_Exercise description_
All lines from the one containing "Teacher note: please indicate the striped" through the final line of the listing below are to be retyped exactly; nothing else goes in the result.

_Materials provided_
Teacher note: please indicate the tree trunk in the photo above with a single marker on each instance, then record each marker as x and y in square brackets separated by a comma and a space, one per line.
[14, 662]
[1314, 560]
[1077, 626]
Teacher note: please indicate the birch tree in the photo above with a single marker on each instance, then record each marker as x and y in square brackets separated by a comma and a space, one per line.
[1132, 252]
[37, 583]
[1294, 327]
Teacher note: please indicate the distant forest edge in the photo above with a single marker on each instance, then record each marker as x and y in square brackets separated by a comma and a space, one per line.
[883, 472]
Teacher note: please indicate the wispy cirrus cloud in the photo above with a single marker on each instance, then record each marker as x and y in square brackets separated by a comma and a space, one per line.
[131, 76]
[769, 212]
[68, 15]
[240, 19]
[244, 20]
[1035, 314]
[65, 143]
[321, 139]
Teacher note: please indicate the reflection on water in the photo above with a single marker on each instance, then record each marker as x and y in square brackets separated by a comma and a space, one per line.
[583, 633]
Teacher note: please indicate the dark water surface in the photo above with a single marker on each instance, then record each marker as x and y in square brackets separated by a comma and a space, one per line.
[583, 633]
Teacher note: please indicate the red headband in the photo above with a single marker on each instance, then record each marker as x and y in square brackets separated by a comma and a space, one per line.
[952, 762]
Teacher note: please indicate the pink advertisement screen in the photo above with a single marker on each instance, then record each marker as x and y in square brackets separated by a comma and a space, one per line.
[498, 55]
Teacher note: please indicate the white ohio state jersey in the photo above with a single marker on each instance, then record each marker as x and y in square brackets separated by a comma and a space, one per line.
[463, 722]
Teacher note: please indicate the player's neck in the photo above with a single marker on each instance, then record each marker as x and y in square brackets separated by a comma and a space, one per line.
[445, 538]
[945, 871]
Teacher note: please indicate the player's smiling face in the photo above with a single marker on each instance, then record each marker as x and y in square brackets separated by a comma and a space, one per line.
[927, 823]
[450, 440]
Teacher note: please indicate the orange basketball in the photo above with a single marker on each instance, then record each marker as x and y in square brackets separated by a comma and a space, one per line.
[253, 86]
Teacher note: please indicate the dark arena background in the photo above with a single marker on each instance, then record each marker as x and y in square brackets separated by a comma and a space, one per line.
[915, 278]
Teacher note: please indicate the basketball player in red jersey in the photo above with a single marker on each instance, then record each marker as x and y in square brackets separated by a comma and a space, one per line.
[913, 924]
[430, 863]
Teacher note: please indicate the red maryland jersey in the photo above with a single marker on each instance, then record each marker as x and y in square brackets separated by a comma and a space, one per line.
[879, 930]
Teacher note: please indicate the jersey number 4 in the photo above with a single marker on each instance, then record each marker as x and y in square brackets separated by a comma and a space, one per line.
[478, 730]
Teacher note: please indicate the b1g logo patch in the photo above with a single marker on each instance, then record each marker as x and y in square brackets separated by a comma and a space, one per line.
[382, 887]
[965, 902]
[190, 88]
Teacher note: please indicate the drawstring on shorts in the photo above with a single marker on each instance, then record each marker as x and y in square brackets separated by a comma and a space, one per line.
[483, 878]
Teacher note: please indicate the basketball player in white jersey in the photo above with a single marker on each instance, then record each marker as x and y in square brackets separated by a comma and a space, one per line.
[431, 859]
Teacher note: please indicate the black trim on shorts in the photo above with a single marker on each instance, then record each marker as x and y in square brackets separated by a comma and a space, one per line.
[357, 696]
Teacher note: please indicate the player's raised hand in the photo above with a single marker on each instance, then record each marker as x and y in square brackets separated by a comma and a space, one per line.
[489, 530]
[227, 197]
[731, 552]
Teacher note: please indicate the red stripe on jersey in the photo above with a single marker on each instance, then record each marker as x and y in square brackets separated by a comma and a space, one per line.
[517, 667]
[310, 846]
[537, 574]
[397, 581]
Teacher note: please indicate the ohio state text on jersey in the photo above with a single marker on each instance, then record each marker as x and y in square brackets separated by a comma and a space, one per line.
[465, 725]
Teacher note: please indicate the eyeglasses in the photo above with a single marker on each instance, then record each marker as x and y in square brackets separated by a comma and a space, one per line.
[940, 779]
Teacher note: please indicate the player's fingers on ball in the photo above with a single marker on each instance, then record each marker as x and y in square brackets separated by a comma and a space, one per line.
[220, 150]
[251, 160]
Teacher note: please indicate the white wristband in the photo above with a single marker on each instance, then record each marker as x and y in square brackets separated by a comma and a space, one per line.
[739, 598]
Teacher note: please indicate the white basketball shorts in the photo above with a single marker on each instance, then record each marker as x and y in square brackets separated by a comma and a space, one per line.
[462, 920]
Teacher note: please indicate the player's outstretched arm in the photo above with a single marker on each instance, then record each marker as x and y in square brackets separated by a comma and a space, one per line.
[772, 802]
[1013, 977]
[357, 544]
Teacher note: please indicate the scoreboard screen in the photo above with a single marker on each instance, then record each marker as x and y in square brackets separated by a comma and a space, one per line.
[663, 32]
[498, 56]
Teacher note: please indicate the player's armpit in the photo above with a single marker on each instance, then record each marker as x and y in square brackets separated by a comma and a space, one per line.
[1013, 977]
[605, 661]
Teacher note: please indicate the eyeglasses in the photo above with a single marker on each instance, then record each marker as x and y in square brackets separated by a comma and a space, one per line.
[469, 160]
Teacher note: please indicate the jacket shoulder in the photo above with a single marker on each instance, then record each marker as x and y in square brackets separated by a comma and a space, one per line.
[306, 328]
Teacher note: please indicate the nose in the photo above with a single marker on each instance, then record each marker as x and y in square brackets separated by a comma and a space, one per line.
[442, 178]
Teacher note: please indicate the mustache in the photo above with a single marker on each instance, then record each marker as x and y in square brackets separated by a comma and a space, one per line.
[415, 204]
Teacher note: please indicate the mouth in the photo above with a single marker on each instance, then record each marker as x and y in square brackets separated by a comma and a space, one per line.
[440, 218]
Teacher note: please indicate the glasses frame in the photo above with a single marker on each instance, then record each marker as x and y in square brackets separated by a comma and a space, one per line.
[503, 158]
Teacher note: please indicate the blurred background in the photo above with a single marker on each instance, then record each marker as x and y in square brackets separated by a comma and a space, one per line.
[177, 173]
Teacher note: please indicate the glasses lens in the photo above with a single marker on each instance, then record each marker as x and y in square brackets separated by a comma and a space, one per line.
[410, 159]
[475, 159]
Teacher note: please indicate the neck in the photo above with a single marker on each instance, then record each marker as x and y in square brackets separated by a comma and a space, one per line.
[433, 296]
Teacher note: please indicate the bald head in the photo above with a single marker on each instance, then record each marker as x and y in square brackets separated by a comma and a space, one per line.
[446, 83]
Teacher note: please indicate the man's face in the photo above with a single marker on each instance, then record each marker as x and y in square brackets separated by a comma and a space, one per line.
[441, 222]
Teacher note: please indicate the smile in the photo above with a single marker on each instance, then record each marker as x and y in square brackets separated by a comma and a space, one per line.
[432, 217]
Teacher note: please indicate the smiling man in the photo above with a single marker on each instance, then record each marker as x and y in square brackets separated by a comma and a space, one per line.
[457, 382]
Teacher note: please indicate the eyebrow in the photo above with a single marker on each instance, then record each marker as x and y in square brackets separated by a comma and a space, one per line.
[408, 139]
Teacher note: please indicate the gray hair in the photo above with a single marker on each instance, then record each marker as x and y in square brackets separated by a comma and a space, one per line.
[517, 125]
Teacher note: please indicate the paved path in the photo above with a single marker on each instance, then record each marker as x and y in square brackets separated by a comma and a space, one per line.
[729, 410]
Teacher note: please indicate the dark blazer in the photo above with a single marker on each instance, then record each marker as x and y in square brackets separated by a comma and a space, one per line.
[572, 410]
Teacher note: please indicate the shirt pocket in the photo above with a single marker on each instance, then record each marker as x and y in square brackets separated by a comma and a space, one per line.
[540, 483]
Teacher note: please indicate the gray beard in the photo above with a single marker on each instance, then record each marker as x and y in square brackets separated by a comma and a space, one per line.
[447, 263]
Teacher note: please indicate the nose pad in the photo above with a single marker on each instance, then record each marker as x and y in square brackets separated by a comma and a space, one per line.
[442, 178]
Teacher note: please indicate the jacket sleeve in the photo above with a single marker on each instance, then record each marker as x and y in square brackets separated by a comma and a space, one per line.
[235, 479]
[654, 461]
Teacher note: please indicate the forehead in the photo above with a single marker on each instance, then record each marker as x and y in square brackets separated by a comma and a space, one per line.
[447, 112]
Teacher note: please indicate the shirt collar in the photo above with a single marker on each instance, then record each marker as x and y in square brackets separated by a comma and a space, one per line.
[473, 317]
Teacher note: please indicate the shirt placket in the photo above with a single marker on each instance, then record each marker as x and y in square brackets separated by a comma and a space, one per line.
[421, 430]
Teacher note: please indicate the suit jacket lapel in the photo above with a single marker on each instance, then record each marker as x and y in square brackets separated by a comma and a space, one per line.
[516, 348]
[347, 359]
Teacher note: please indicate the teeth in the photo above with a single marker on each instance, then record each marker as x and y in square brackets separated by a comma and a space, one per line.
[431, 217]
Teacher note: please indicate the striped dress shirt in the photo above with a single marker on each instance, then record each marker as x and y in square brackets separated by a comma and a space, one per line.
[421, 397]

_Final answer_
Teacher note: please indicate the striped dress shirt in the photo above with a single marker on each instance, then record each marker as x and y in square brackets separated by a comma and a space, one per line.
[421, 397]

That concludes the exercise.